## start Recorded data

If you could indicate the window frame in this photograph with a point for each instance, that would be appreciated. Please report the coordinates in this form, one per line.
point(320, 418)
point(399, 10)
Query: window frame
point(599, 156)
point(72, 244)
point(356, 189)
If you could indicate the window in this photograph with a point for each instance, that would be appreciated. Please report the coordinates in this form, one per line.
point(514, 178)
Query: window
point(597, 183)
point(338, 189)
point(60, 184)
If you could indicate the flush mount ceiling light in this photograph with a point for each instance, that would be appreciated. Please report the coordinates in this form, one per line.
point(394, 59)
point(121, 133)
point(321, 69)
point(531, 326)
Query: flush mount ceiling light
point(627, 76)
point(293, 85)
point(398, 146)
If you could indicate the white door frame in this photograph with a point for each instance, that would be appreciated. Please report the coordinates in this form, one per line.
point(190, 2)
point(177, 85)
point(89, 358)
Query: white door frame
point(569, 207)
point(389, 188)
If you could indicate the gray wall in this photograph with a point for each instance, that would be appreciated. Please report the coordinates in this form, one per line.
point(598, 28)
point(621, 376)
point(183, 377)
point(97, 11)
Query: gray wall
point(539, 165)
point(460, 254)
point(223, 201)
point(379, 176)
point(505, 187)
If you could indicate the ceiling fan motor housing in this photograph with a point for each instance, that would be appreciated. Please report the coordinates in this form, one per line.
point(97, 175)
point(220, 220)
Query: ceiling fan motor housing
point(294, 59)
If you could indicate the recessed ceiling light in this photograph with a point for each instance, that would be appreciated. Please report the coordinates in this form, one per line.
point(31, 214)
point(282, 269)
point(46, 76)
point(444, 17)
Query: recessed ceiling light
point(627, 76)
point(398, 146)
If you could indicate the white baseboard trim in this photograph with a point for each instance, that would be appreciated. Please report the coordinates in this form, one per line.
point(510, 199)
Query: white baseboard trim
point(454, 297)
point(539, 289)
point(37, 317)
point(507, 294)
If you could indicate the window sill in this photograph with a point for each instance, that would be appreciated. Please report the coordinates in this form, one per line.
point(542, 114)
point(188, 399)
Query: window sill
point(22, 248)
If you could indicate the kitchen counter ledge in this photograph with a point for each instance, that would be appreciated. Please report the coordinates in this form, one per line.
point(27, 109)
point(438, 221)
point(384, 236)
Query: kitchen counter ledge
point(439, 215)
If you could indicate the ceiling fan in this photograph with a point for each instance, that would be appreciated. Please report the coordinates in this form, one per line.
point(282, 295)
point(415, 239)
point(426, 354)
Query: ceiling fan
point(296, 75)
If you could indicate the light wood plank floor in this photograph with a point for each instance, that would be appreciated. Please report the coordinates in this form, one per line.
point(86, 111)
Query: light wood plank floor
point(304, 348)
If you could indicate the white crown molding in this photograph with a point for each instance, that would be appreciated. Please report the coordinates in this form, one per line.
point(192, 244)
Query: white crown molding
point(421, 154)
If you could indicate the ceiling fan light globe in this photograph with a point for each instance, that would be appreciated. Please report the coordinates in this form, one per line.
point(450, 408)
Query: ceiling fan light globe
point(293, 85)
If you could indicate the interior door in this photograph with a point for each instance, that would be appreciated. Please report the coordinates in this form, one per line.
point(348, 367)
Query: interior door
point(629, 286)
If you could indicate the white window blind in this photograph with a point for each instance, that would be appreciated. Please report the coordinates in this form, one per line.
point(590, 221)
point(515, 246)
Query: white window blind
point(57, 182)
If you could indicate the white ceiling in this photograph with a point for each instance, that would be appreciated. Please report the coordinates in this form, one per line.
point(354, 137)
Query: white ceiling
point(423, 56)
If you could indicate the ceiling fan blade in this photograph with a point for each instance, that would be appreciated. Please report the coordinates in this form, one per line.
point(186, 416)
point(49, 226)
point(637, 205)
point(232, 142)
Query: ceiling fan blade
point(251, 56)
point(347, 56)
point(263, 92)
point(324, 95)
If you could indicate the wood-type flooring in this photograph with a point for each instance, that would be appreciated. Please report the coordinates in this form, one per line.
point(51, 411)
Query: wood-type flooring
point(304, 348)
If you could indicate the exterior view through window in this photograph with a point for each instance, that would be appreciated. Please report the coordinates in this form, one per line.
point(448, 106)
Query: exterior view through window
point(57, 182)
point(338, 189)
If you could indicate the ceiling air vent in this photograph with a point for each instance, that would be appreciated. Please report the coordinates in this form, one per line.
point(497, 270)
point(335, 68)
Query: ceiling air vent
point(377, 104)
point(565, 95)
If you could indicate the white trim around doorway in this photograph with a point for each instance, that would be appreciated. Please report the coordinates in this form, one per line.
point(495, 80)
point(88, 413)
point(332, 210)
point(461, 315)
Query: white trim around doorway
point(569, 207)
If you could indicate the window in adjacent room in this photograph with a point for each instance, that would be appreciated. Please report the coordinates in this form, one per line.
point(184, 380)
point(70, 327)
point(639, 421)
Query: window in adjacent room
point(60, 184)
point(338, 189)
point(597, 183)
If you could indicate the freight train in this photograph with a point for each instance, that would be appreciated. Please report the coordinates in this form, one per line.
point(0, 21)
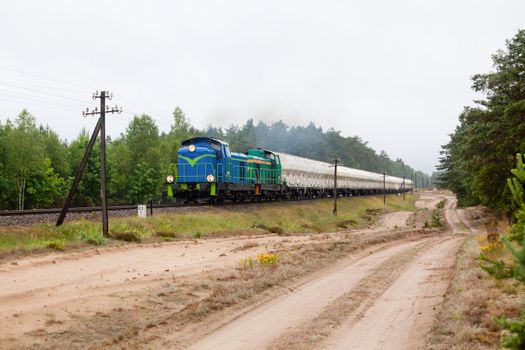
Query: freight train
point(208, 170)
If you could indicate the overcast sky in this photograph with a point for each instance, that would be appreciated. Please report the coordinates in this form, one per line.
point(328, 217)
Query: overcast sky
point(395, 73)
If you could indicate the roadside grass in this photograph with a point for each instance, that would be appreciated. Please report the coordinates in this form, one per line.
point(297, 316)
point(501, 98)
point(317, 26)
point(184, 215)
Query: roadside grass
point(465, 320)
point(219, 294)
point(278, 218)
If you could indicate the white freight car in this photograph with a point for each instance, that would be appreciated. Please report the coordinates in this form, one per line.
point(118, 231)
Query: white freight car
point(313, 175)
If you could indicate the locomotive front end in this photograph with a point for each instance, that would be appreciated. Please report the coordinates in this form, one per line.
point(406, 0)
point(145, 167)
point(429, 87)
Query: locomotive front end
point(196, 175)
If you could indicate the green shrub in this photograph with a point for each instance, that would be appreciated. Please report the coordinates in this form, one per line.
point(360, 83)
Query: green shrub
point(57, 245)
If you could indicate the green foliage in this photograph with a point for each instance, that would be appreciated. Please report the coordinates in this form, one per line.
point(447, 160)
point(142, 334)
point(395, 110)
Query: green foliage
point(37, 168)
point(56, 245)
point(516, 268)
point(476, 161)
point(516, 328)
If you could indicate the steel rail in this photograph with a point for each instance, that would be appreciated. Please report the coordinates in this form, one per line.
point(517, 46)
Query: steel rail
point(160, 206)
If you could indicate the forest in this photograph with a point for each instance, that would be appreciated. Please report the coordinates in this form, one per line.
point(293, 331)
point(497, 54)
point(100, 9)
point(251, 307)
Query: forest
point(37, 166)
point(478, 159)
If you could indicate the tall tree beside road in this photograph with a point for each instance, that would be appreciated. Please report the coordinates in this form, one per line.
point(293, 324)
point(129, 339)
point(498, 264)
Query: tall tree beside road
point(476, 162)
point(143, 169)
point(24, 156)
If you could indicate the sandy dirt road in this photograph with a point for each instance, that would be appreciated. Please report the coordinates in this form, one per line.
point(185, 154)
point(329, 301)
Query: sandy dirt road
point(394, 310)
point(47, 295)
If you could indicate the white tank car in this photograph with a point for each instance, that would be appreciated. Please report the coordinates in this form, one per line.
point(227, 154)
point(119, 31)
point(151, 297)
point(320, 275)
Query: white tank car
point(301, 172)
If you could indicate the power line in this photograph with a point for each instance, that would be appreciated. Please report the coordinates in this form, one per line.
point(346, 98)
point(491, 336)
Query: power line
point(43, 92)
point(45, 77)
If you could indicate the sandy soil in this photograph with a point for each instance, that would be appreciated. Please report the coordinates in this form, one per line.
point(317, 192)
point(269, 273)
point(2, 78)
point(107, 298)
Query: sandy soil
point(403, 314)
point(384, 292)
point(397, 317)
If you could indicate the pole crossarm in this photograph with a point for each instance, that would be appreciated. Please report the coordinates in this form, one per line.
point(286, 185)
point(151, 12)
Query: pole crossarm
point(100, 128)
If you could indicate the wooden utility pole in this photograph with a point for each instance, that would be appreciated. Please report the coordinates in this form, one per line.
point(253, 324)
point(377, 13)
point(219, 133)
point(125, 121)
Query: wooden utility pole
point(101, 126)
point(404, 192)
point(335, 163)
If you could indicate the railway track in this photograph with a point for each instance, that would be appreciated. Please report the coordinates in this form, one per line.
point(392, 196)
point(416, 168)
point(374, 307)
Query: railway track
point(34, 216)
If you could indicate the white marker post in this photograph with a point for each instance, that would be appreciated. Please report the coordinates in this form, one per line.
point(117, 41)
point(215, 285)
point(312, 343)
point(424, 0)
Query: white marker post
point(142, 211)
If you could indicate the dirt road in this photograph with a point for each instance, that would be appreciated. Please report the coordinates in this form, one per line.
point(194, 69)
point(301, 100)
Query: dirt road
point(383, 292)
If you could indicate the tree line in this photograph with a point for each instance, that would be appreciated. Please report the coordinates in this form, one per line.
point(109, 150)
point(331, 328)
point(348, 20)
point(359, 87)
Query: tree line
point(37, 167)
point(483, 164)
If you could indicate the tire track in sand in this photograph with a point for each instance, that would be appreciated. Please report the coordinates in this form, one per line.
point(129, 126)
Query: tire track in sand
point(258, 328)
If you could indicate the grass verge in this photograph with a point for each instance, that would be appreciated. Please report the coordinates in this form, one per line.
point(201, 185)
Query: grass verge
point(280, 218)
point(465, 320)
point(185, 308)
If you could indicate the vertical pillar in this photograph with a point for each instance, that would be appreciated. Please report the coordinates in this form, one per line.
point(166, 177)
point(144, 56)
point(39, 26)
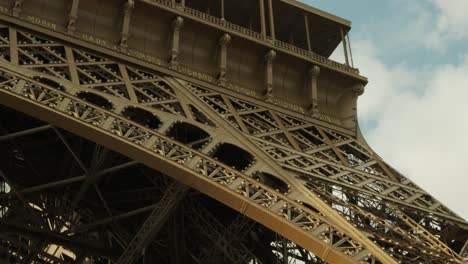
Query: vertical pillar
point(128, 7)
point(262, 16)
point(312, 92)
point(223, 43)
point(350, 50)
point(14, 57)
point(17, 6)
point(269, 58)
point(272, 19)
point(176, 26)
point(73, 16)
point(222, 10)
point(345, 45)
point(306, 21)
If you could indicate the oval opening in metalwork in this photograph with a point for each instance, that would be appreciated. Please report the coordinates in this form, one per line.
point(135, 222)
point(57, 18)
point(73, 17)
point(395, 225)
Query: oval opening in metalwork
point(271, 181)
point(189, 134)
point(96, 100)
point(233, 156)
point(142, 117)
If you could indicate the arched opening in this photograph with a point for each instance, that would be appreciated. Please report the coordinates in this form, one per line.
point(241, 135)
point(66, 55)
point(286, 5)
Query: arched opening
point(142, 117)
point(233, 156)
point(189, 134)
point(96, 100)
point(271, 181)
point(50, 83)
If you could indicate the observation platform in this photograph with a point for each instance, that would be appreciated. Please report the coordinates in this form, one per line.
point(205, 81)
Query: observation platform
point(274, 51)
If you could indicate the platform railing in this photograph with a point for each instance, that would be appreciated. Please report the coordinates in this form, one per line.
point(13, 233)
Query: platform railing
point(247, 32)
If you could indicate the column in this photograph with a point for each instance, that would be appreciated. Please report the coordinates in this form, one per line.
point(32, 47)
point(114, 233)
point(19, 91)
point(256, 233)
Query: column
point(127, 12)
point(73, 16)
point(312, 92)
point(269, 58)
point(223, 43)
point(176, 26)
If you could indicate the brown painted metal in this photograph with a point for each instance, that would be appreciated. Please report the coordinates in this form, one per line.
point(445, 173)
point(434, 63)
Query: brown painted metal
point(343, 203)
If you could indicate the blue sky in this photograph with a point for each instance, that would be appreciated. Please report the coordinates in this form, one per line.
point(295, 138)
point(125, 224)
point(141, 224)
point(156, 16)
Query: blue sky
point(414, 111)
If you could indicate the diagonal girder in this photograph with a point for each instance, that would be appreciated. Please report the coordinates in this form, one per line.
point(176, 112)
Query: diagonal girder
point(174, 152)
point(153, 223)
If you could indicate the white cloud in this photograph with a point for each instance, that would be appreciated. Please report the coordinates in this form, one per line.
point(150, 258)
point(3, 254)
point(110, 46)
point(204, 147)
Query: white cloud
point(451, 22)
point(421, 122)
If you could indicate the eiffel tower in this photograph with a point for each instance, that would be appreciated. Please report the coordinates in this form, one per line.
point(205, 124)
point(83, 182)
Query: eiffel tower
point(194, 131)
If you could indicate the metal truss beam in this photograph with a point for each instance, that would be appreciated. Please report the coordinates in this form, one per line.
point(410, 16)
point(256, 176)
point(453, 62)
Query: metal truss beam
point(218, 235)
point(24, 132)
point(153, 223)
point(57, 238)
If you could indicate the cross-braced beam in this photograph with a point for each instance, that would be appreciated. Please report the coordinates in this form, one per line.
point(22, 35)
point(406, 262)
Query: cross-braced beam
point(153, 223)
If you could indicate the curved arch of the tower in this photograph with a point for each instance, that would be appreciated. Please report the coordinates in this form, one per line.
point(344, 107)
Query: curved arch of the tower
point(185, 132)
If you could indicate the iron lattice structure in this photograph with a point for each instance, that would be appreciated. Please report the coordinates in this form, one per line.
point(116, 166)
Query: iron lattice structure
point(107, 160)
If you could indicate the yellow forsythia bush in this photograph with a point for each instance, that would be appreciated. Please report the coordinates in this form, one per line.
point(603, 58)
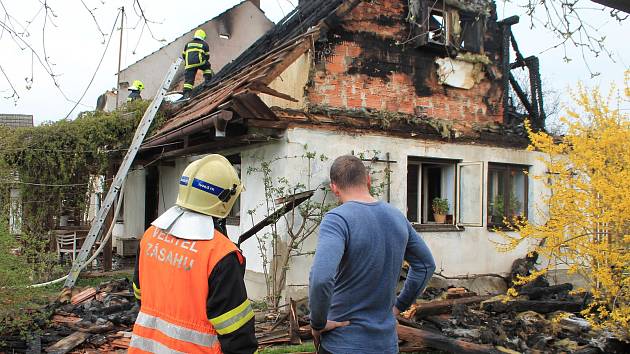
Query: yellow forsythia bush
point(587, 210)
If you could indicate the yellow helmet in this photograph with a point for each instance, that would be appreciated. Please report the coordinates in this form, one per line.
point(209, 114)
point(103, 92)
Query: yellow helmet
point(200, 34)
point(209, 186)
point(137, 85)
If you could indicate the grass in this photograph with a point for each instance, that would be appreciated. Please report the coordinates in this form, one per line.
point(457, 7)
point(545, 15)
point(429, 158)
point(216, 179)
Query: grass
point(306, 347)
point(22, 309)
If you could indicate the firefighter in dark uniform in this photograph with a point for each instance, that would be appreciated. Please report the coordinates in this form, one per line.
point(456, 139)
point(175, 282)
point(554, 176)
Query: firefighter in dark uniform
point(196, 56)
point(134, 91)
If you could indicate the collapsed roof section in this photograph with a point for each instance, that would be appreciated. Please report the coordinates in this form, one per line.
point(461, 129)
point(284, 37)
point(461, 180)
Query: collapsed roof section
point(258, 66)
point(319, 27)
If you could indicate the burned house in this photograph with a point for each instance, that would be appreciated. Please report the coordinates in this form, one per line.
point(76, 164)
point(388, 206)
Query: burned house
point(422, 89)
point(229, 34)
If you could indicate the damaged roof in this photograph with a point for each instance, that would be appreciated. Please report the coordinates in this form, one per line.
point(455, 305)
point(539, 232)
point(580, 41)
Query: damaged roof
point(261, 63)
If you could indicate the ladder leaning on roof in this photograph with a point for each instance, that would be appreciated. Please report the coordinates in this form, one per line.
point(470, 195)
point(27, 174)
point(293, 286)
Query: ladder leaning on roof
point(121, 175)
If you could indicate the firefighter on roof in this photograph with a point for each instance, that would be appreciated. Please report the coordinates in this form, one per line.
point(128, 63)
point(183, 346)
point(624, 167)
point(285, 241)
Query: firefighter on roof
point(196, 56)
point(134, 91)
point(189, 275)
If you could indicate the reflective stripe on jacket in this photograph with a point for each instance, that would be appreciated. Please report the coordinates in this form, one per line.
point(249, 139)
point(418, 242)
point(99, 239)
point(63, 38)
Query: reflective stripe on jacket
point(174, 276)
point(196, 53)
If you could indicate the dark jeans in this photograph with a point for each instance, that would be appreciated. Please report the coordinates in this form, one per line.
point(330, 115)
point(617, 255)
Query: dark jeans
point(323, 351)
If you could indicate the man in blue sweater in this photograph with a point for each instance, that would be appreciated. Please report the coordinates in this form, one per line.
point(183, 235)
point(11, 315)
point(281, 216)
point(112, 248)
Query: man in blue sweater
point(360, 252)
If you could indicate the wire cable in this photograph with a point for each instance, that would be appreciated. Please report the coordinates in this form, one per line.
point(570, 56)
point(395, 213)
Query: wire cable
point(97, 67)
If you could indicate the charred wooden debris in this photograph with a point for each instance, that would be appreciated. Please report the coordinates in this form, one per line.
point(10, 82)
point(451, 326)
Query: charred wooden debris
point(542, 319)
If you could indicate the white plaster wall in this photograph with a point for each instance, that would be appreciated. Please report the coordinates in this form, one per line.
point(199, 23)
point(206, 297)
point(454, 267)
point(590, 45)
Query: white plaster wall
point(456, 253)
point(246, 24)
point(133, 204)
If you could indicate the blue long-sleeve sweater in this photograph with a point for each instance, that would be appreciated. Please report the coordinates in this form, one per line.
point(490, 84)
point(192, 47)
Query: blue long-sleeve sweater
point(356, 269)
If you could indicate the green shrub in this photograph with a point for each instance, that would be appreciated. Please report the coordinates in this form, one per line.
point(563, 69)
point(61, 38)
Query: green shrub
point(21, 310)
point(440, 206)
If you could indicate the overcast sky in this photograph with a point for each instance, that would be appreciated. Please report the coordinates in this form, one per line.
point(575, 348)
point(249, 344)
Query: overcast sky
point(74, 47)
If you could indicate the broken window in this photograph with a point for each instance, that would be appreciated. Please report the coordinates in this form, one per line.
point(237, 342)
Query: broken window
point(436, 24)
point(428, 179)
point(234, 217)
point(507, 193)
point(438, 27)
point(471, 27)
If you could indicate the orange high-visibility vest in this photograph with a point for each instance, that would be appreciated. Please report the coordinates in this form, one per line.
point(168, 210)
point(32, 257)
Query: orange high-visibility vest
point(174, 287)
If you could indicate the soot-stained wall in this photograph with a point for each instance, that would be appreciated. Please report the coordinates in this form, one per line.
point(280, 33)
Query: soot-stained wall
point(369, 62)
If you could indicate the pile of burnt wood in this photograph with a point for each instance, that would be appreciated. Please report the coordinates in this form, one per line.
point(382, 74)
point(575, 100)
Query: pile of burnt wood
point(542, 319)
point(91, 320)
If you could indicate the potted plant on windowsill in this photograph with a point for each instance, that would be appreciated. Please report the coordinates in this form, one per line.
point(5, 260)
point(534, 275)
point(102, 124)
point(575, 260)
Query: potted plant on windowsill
point(440, 208)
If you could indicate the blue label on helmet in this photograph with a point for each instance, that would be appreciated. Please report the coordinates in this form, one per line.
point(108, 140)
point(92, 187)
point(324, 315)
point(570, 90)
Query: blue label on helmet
point(207, 187)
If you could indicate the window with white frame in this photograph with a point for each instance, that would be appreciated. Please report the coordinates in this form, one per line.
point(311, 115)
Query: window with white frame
point(428, 180)
point(457, 185)
point(507, 193)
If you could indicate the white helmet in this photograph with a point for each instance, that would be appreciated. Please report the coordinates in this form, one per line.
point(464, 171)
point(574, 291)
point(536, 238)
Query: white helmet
point(209, 186)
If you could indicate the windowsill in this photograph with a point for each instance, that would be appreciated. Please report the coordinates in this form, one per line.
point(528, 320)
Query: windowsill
point(438, 228)
point(233, 220)
point(500, 228)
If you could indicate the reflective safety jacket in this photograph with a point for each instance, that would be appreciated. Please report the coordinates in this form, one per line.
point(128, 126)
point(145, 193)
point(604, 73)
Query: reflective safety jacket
point(134, 95)
point(196, 53)
point(193, 298)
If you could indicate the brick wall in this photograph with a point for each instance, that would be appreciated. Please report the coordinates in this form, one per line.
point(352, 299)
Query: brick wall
point(364, 65)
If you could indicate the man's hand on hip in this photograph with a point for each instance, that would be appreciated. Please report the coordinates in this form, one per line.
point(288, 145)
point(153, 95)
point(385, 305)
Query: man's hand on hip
point(330, 325)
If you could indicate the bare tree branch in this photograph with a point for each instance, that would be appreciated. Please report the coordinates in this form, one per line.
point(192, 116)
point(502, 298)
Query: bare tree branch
point(91, 11)
point(565, 19)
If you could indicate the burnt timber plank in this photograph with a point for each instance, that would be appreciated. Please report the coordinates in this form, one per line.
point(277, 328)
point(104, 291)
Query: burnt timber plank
point(418, 338)
point(68, 343)
point(540, 306)
point(446, 306)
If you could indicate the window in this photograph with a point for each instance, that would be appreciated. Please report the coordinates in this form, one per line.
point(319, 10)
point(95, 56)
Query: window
point(438, 24)
point(428, 179)
point(507, 193)
point(234, 217)
point(438, 27)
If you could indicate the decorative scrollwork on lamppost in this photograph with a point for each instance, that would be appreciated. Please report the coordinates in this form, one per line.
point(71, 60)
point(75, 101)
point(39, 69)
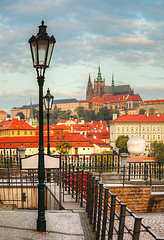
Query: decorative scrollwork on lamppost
point(41, 50)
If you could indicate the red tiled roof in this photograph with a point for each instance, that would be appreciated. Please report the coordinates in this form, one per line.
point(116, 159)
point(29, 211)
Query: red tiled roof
point(97, 100)
point(1, 111)
point(135, 97)
point(140, 118)
point(123, 98)
point(154, 101)
point(16, 124)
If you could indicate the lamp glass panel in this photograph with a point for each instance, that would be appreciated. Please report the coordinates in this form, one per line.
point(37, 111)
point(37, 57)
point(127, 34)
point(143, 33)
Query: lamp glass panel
point(42, 49)
point(50, 49)
point(34, 52)
point(48, 103)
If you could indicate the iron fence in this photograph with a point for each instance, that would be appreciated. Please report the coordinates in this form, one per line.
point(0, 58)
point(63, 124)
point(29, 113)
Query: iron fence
point(111, 219)
point(19, 188)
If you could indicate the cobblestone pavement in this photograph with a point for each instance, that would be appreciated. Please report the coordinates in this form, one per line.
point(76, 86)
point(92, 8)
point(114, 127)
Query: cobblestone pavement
point(87, 227)
point(155, 221)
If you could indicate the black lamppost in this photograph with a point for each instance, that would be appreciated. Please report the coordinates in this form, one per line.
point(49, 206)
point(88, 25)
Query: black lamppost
point(41, 50)
point(48, 100)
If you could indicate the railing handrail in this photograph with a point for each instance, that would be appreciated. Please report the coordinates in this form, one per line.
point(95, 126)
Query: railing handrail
point(97, 210)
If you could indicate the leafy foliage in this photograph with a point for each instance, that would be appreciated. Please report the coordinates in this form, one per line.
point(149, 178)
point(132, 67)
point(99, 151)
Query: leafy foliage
point(157, 150)
point(121, 143)
point(104, 114)
point(63, 147)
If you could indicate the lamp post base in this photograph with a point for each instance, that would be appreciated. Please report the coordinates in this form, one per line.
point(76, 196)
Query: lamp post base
point(41, 225)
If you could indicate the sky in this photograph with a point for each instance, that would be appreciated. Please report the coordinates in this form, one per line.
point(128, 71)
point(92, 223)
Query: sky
point(123, 37)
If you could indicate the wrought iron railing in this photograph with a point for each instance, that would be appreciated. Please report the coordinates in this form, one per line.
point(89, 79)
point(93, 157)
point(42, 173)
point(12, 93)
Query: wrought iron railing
point(111, 218)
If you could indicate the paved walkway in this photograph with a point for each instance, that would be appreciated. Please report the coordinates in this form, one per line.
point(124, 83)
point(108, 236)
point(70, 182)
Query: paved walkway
point(62, 225)
point(21, 225)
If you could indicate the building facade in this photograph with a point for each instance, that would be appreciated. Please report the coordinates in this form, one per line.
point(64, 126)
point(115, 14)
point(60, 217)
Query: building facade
point(100, 90)
point(3, 115)
point(153, 106)
point(150, 127)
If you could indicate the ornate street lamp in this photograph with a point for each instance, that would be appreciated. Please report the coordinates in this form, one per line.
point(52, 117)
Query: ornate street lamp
point(48, 100)
point(41, 50)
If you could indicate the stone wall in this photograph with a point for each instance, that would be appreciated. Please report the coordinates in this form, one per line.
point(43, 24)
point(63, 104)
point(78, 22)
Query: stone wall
point(139, 198)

## end Recorded data

## Task to carry out
Set down exactly what runs from the line with "If you could indicate the building" to the last line of the data above, including both of those lines and no others.

## Answer to this problem
If you could indicate the building facade in this photograph with a point for each instance, that would be appreciated. Please report the coordinates in this form, one per line.
point(64, 126)
point(115, 14)
point(60, 217)
Query: building facade
point(100, 90)
point(3, 115)
point(153, 106)
point(150, 127)
If you could indicate the ornate street lamp in this photograph with a point for each instance, that would be appreciated. Please report the coordinates in this form, one per line.
point(52, 117)
Query: ornate street lamp
point(48, 100)
point(41, 50)
If you could indicate the stone wall in this photograph with a point for each instance, that would be appreciated. Please report the coordinates in this form, one per line.
point(43, 24)
point(63, 104)
point(78, 22)
Query: stone wall
point(139, 198)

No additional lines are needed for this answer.